### What you need to do:
a – According to the PEDOT abstract, between what two things has PEDOT drawn interest as an interfacing material?
b – Which properties does the PEDOT abstract give as the reasons PEDOT and its derivatives have attracted interest as organic conducting materials?
c – Continue the PEDOT abstract from where it stops.

Abstract

The conjugated polymer Poly (3,4- ethylenedioxythiophene) (PEDOT) and its derivates have attracted a great amount of interest as organic conducting materials due to their high chemical stability, low oxidation potential, biocompatibility and high conductivity. There has been interest in the use of PEDOT as an interfacing material between hard electronic devices and soft ionically conducting human tissue. Due to its compliant mechanical properties and ability to conduct both ionically and electronically, PEDOT becomes a promising candidate material for this application.

### Exercise data:

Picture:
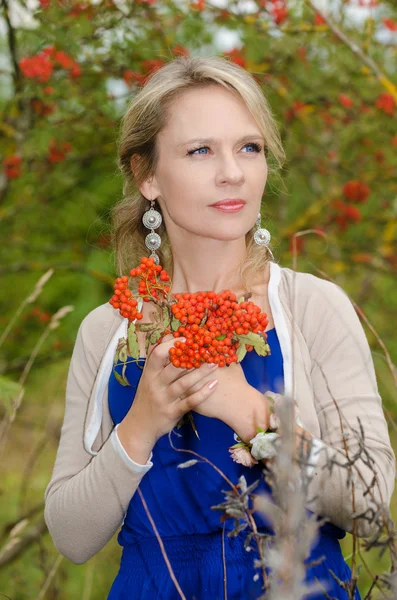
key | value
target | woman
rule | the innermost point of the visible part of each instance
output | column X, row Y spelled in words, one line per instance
column 199, row 132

### Results of the tasks:
a – Hard electronic devices and soft, ionically conducting human tissue.

b – High chemical stability, low oxidation potential, biocompatibility, and high conductivity.

c –
Despite the promise of these materials there are challenges in developing this application. PEDOT is insoluble in all known solvents. This puts limitations on our ability to assign chemical signatures for these molecules. It makes it difficult to measure the molecular weight of these polymers since traditional techniques require solubility for the measurement. Vibrational spectroscopy is a chemical characterization technique that does not require solubility to give us chemical information. In the second and third chapters of our thesis we design a method for using Raman spectroscopy and inelastic neutron scattering for predicting the molecular weight and degree of polymerization. We use vibrational spectra calculations using Density function theory to extrapolate our experimental results and predict the molecular weight of molecules from their vibrational spectra. This also allowed us to assign peaks to specific vibrational modes and thus we were able to catalogue modes and their characteristics for PEDOT and its intermediates. We were also able to comment on the transitions we see in the chemical signation as the the polymerization proceeds.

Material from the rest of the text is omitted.